- _Geselecteerd fragment_
········

Sinds 2013 geeft Det van Oers leiding aan cepezedinterieur. Zij zette de afdeling op samen met Klaas Cammelbeeck. In het kader van het 10-jarig jubileum reflecteert Det op deze expertise binnen ons bureau en op haar vak in het algemeen.
Je bent nu 10 jaar interieurontwerper op een architectenbureau. Hoe zie jij de relatie tussen architectuur en interieur?
Ik zie deze verhouding als een symbiose, in een goed gebouw merk je niet waar de architectuur eindigt en het interieur begint.
Sprak het je daarom aan om in 2013 bij cepezed een interieurafdeling op te zetten?

········

- _Inhoud dataset_
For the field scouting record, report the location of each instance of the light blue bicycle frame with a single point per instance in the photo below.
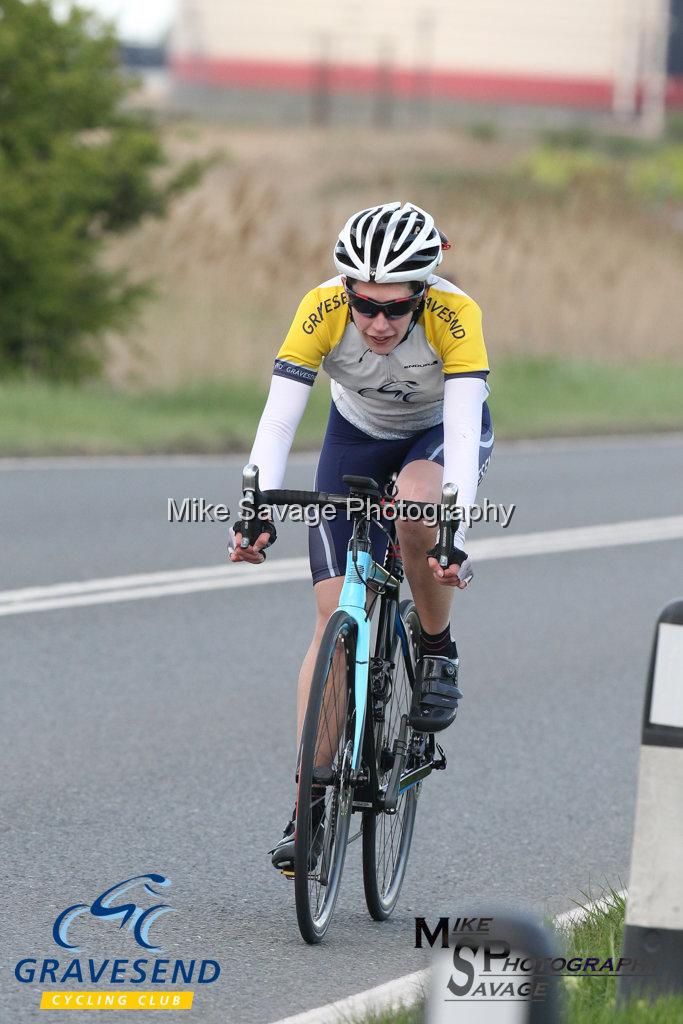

········

- _Op te lossen_
1. Herhaal woordelijk het stuk uit het interview over cepezedinterieur dat begint met "Sinds 2013 geeft" en doorloopt tot en met "architectuur en interieur?".
2. Met wie zette Det van Oers volgens het interview over cepezedinterieur de afdeling op?

- _Antwoorden per opdracht_
1.
Sinds 2013 geeft Det van Oers leiding aan cepezedinterieur. Zij zette de afdeling op samen met Klaas Cammelbeeck. In het kader van het 10-jarig jubileum reflecteert Det op deze expertise binnen ons bureau en op haar vak in het algemeen.
Je bent nu 10 jaar interieurontwerper op een architectenbureau. Hoe zie jij de relatie tussen architectuur en interieur?

2. Met Klaas Cammelbeeck.